### Text segment
Lansing considers using revoked pot shop licenses for social equity

Clerk to release up to five more provisioning centers licenses by next year


Proposed changes to marijuana licensing laws in Lansing could help pave the way for more women and people of color to get involved in the local cannabis industry.

City Clerk Chris Swope sent letters last month to 81 city license holders — five retailers and 76 growers — that have yet to open. The letter demands they acquire state licenses or forfeit their licenses and make room for someone else. About half have until the end of September to comply, and the rest have till the end of the year.

Those license holders that wish to retain their city licenses must respond to Swope explaining their plans and the reasons for the delay in their state licensing. In addition, 11 processors haven’t received their state licenses but haven’t been warned.

And when those openings emerge, the City Council wants to keep focused on social equity — reserving as many of those newly opened license spots as possible for local women, people of color and those who have been disproportionately and unfairly impacted by the war on drugs.

The concept would involve an amendment to city ordinances that piggybacks on the state’s Social Equity Program designation for Lansing, which took effect last June and gives selected minority entrepreneurs access to licensing specialists and state fee reductions of up to 70%.

Because Lansing had already hit its cap of 28 retail operations before that designation was announced, city officials have been unable to incorporate social equity components into its licensing criteria.

The availability of new licenses in the Capital City offers another chance, officials explained.

“It can’t just be a reduction in licensing fees,” said Councilwoman Patricia Spitzley. “We need to make sure that we are providing the support necessary for folks to be successful, developing a business plan, a utility plan and other things that make new small businesses likely to succeed.”

COVID-19 restrictions have played a role in delaying those businesses in getting into full compliance, industry officials said. The provisional licenses under scrutiny were all approved at least a year before the pandemic crippled the economy and brought the city to a standstill. 

Council President Peter Spadafore said he’s “very interested” in transforming any license that becomes available into a social equity license. Spitzley also noted that the Council requested funding to hire a staff member into the city’s financial empowerment program. She thinks that person could be tasked with assisting with business plans and mentoring young businesses.

“We need to make sure we’re setting them up for success,” she added.

Robin Schneider, executive director of the Michigan Cannabis Industry Association, said many provisional license holders (like in other industries) have been hampered by COVID-19. Part of the issue has been rising costs for building materials, she said.

“That has really been a huge part of the setback,” Schneider added.

Swope also acknowledged that increased construction costs and additional virus-related restrictions could have played a role in the delay. Those who can provide evidence of temporary and unforeseen obstacles will receive leniency.

Schneider said she has not yet discussed Lansing’s plans — which are in a nascent form — with city officials, but she is “looking forward to seeing their plan and talking with them.”

The association is working with the city of Detroit to implement its social equity program. There, the city’s civil rights and inclusion office steers assistance to those entrepreneurs who need it. Schneider labeled the partnership “incredible.”

The idea of expanding access to licensing has also been met with enthusiasm by state officials.

“We support local governments and their efforts to create a more diverse, equitable, and inclusive marijuana industry here in Michigan,” said Andrew Brisbo, director of the state Marijuana Regulatory Agency.

Spadafore said discussions over changes to the city’s marijuana licensing ordinance began Friday. It could be weeks before draft amendments make their way to the full City Council.

“We’re making sure that anything we are proposing is not only helpful, but legal,” he added.

### Problem set
a – Translate this sentence from the Lansing licensing article into Spanish: "The availability of new licenses in the Capital City offers another chance, officials explained."
b – Rewrite the part of the Lansing licensing article starting at "Robin Schneider, executive" and ending at "materials, she said.", with "building materials" replaced by "construction supplies".

Data records:

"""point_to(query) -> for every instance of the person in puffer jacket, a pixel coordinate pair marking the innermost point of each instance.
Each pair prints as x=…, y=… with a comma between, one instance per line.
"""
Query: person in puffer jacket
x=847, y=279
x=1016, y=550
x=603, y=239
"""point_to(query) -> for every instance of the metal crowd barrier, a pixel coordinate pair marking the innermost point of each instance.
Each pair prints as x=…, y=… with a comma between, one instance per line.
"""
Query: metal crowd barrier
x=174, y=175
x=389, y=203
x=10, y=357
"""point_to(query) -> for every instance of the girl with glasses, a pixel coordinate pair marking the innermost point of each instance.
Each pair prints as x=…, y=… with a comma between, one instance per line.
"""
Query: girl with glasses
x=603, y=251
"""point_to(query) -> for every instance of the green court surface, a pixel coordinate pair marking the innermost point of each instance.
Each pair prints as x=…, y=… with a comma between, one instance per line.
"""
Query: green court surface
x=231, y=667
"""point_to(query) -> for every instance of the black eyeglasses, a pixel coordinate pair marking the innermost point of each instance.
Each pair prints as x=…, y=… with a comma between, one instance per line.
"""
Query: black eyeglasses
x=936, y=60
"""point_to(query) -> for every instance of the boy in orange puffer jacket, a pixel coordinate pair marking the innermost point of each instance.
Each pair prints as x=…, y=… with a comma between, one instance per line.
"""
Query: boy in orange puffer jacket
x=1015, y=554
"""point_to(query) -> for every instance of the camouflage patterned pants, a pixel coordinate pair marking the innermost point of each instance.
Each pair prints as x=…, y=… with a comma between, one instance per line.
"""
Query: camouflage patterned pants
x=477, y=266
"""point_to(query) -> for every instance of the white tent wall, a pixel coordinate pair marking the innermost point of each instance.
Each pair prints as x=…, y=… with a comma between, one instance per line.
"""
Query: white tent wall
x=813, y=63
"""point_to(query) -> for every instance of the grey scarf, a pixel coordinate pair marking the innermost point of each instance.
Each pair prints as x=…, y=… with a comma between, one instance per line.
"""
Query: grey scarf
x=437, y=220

### Solutions by task
a – La disponibilidad de nuevas licencias en la Ciudad Capital ofrece otra oportunidad, explicaron los funcionarios.

b –
Robin Schneider, executive director of the Michigan Cannabis Industry Association, said many provisional license holders (like in other industries) have been hampered by COVID-19. Part of the issue has been rising costs for construction supplies, she said.